* _Objective A_:
List every tonnage figure given in the Havana broadcast transcript below.
===== Passage shown
Latin American Network Information Center - LANIC


F1032000 Havana Television Service in Spanish 0005 GMT 1 Dec 86

[Exchange between Fidel Castro, first secretary of the Communist Party of
Cuba, and a delegate to the deferred final session of the party's third
congress at Havana's Palace of Conventions on 30 November]

[Text] [Suarez] My name is Reynaldo Suarez, first party secretary in Union
de Reyes. Commander, the topic I would like to discuss is party work which
in a way is linked to all that we have been talking about. We cannot leave
out the party's deficient work in all this. Before taking up this topic, I
would like to bring up something that you mentioned earlier. Also, in your
most recent speeches you have spoken about services in our country.

In all this rectification process in which the party has moved away from
the bureaucracy of meetings and the [word indistinct] to the
administration, we have not had to come into contact [vincular] further
with the workers or take part in assemblies of production with our groups.
What has not been mentioned yet? As we were explaining some days ago to the
comrades at the municipal plenum of the Central Organization of Cuban Trade
Unions -- and were we to ask the delegates here -- very few would know what
the real wages of a worker are. This is because our workers have a false
concept, no appreciation when it comes to realize, to evaluate the benefits
they receive from our revolution along with the nominal salary they get
each month. We had to go talk to three workers because their norm in iron
cutting [partidur de hierro] was raised from 9 to 13 tons. We spent 2 hours
talking to them because when we checked we found out that they were earning
350 pesos. This was a management error, first of all, because the norm was
not changed when technical conditions were. It was also deficient work by
the party because it did not demalid that management do it. When we began
to talk to them, they were unable to understand why they had to go from 9
to 13 tons. In addition, when we started talking with them and got the
information out of them, they were overfulfilling in 16 and 18 hours
[corrects himself] 16 and 18 tons. They began to understand what the
problem was.
==========
* _Objective B_:
Count the lines of the records that contain the string "trousers", treating uppercase and lowercase as different, and reply with only the number.
===== Available data
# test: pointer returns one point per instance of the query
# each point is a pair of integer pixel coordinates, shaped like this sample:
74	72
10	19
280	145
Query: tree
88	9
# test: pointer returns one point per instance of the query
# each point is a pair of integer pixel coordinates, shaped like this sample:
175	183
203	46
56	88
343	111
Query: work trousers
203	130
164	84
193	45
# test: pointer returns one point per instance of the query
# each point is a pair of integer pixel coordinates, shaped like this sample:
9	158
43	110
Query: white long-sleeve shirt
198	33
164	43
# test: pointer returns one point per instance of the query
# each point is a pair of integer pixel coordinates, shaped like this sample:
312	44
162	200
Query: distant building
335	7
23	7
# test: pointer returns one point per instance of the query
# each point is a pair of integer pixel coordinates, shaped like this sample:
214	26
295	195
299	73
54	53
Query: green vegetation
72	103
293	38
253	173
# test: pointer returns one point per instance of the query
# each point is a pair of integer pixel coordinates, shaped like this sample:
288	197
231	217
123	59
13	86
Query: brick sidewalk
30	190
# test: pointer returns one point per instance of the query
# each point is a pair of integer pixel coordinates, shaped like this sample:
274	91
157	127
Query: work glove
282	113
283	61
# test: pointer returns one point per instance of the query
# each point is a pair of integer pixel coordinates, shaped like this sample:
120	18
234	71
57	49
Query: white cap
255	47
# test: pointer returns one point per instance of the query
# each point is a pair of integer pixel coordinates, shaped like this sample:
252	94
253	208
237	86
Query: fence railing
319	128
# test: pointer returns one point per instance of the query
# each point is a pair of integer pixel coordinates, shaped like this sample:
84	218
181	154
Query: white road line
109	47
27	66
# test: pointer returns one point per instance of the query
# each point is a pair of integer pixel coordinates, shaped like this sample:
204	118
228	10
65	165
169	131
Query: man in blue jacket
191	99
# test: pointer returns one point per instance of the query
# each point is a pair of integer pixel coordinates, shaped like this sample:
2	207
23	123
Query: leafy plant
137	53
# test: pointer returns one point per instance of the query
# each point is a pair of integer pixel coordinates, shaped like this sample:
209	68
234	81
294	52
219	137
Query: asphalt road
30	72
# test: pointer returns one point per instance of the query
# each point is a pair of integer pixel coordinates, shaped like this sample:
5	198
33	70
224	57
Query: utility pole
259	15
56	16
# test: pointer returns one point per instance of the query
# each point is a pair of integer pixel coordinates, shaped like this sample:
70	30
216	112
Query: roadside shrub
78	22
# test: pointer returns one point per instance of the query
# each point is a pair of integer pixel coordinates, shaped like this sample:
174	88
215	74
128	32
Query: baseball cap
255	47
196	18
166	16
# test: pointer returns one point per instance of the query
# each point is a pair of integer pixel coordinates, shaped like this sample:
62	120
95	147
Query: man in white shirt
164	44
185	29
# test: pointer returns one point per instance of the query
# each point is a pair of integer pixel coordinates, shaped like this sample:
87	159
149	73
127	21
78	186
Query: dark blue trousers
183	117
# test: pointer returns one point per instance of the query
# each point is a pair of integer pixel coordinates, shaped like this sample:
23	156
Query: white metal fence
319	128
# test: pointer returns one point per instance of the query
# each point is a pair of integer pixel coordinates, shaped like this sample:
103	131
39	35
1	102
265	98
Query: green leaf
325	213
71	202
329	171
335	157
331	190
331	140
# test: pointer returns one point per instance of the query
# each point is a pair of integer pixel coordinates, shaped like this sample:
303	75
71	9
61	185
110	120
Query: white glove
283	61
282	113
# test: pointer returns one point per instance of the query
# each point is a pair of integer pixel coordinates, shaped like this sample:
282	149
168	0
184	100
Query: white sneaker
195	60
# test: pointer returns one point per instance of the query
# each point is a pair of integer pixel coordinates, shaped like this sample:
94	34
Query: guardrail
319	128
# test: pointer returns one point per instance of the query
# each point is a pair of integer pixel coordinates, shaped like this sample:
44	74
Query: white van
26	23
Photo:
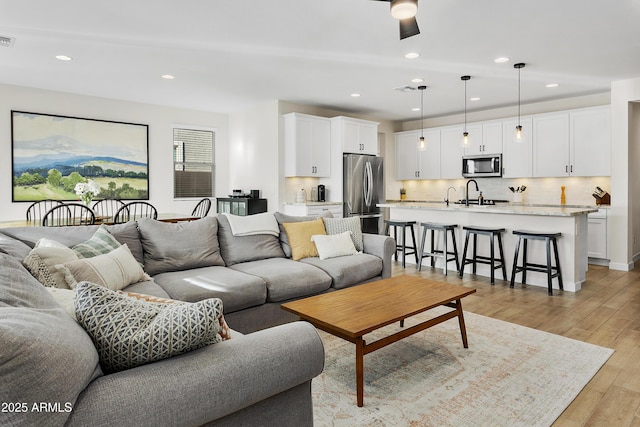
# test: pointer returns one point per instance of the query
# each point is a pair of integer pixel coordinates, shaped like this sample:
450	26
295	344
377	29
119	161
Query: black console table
241	205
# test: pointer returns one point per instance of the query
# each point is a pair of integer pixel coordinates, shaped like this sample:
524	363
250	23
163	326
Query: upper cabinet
355	135
307	145
413	163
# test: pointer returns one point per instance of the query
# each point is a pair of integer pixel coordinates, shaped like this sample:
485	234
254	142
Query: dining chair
68	214
202	208
133	211
37	210
107	208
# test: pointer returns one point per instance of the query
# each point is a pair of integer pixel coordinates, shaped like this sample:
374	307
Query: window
193	162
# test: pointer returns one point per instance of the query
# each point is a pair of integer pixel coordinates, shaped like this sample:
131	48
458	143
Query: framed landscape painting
51	154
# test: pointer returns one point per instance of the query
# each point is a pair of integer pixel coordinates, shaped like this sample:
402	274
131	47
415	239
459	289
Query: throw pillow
102	242
115	270
340	225
179	246
299	234
130	332
42	263
334	245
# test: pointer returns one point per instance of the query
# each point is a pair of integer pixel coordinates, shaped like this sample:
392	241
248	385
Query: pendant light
422	144
465	135
519	135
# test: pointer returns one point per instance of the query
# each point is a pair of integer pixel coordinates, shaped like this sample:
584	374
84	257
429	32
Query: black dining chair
135	210
202	208
107	208
37	210
68	214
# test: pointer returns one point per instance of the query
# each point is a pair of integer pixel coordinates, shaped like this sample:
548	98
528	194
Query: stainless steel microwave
482	165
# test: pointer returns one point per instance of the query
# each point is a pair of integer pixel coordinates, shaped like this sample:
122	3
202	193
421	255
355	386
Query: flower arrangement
87	190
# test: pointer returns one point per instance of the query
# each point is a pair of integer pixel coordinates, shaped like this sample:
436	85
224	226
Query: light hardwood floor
605	312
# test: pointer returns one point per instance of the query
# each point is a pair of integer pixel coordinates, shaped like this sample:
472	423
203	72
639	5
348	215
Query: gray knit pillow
340	225
130	332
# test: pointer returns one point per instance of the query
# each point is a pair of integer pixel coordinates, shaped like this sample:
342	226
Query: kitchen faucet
447	199
466	202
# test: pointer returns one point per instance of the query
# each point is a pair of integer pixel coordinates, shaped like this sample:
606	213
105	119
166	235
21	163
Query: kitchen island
570	221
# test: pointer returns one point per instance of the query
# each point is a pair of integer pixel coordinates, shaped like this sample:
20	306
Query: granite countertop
500	208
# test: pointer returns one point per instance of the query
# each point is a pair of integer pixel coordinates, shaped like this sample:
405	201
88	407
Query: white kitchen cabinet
591	141
355	135
551	145
451	151
411	163
597	236
517	157
307	142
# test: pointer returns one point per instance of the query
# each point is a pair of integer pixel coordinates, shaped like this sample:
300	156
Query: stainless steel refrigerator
363	188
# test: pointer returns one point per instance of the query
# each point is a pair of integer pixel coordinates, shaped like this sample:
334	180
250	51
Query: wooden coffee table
354	312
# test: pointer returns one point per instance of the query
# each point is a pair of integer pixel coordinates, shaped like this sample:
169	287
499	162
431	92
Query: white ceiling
228	56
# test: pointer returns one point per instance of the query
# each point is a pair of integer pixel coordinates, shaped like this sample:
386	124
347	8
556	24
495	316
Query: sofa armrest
206	384
382	247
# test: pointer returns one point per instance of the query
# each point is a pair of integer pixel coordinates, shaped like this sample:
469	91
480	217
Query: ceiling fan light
403	9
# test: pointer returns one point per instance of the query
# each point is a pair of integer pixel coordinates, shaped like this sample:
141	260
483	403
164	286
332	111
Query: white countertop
500	208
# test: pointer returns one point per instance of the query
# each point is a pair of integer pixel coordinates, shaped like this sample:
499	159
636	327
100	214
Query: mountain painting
51	154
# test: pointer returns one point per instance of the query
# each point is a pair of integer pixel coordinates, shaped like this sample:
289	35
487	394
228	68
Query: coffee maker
322	193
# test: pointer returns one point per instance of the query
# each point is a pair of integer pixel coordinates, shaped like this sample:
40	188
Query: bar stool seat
493	233
438	253
551	270
402	246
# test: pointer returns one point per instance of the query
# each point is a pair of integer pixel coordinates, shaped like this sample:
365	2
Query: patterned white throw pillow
130	332
340	225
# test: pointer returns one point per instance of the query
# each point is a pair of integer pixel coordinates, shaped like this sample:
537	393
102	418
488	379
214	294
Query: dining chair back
68	214
202	208
107	208
37	210
135	210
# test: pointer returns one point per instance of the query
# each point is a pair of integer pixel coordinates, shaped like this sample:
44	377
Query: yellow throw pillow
299	234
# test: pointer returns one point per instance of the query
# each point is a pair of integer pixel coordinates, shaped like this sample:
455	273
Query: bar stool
528	266
437	253
396	224
491	260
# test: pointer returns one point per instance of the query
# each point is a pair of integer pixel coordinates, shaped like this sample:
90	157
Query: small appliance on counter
601	196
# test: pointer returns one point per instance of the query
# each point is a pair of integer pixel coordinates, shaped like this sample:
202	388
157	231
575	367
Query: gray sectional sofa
262	376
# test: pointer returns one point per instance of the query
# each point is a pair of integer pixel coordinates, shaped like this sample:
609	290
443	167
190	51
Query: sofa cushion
334	245
45	355
348	270
237	249
286	279
115	270
179	246
236	290
13	247
130	332
299	234
102	242
43	261
282	218
340	225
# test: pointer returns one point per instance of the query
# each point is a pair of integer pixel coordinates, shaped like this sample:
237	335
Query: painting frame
50	153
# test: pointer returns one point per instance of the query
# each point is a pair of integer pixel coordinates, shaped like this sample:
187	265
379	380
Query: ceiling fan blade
408	28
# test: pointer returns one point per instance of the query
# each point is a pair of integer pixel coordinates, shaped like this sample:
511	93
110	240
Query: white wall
160	119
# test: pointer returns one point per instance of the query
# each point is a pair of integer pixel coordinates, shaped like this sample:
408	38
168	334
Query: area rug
509	376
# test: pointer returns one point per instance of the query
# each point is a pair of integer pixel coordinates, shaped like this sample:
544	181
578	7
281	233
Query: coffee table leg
463	329
360	370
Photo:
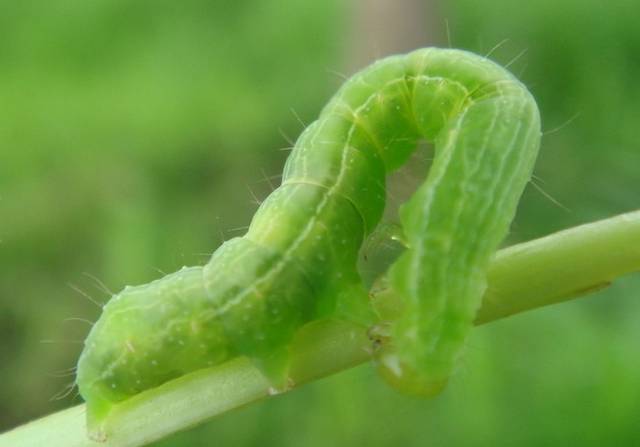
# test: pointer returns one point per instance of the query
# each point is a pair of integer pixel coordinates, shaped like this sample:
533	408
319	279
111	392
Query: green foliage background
134	134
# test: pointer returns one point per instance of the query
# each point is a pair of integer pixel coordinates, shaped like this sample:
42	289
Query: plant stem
545	271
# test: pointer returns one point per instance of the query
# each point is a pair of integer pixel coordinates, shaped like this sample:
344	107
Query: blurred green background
133	136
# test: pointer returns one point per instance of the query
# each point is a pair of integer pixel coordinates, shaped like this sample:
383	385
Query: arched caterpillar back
297	262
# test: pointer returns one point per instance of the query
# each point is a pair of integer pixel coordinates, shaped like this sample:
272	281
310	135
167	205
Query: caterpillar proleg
297	261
==========
* _Finished answer A_:
9 tons, 13 tons, 16 tons, 18 tons

* _Finished answer B_:
2